The terrarium looks great. My only comment would be that you have some temperate species in there that may not do well without a Winter's rest. I guess you can just wait and see which perform the best for you.

Good luck, Richard.


----------



## hydrophyte (Jun 5, 2009)

Woodsman said:


> The terrarium looks great. My only comment would be that you have some temperate species in there that may not do well without a Winter's rest. I guess you can just wait and see which perform the best for you.
> 
> Good luck, Richard.


Yep I related some observations in this post over in another thread...

http://http://www.dendroboard.com/forum/plants/63616-plants-northern-temperate-vivarium-6.html#post676567

Some of those ferns began to slow down presumably due to winter dormancy requirement, while others are still actively growing.


----------



## inka4040 (Oct 14, 2010)

Looks great as usual, dude! Nice to see you heading in a more naturalistic direction, in comparison to your ripariums, which come off as a lot more stylized and polished. My only question is, what's up with that blue marital aid looking thing?


----------



## hydrophyte (Jun 5, 2009)

Thanks! If this one looks any less polished it is just because I was taking pictures in a hurry and I have a few things to add to it. That thing is an antique glass powerline insulator. I set it up on an also very old untility pole crossarm that I found out in the woods.

What you need to do.
A – Name each distinct forum username that appears in the terrarium thread.
B – Write the next part of the terrarium thread, starting right after its final sentence.
The lines that come after the terrarium thread are separate material.

Dataset section.
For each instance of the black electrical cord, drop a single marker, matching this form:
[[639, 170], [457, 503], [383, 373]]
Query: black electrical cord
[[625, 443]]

Answers for this exercise.
A – Woodsman, hydrophyte, inka4040

B –
I am going to print the image(s) for the shadowbox background today. I split up an image from that tree into twelve and resized all to 8.5" X 11" so I could print onto clear transparency. Here they are all tiled up....










This is going to take a lot of taping to stick all these together. IT'll be a lot cheaper though (probably about $15) than printing onto a single clear sheet (probably >$100).


----------



## hydrophyte (Jun 5, 2009)

Well I put the shadowbox background together and hung it up. It looks OK, but not especially awesome. It does add a bit more depth. I'm sure I could get something more impressive with more experimentation.


----------



## hydrophyte (Jun 5, 2009)

Oh brother I just found a much easier way to get the background printed...

Backlit Posters - Custom Backlit Poster Printing for Light Box Displays

An image printed onto a clear sheet for this tank would cost about $50, but that's only two times what I paid for a dozen letter size color transparencies, and it would be a lot less hassle.


----------



## hydrophyte (Jun 5, 2009)

Here's a quick picture to show the effect I got with the shadowbox background. This turned out alright but with more experimentation I could get some better results too.










And here again are the 8.5 X 11 images, all tiled together, that I used to print the transparencies for the background.


----------



## hydrophyte (Jun 5, 2009)

Here are most of the rest of the pictures that I got.










This setup just has a screen top with a light hand watering 2X/day. I am considering closing it up and installing a couple of 3" fans. Plants always grow better for me with fans.










Super cute!


----------



## hydrophyte (Jun 5, 2009)

I just remembered to reference again the work of the artist that gave me the idea for the shadowbox background. Gregory Crewdson shoots remarkable cinematic style photographs with strange, unsettling themes and amazing use of light. Some time ago he assembled the _Natural Wonder Series_ that involved intricate dioramas with stuffed animals, among other things, and illuminated background images. Look at these Google results...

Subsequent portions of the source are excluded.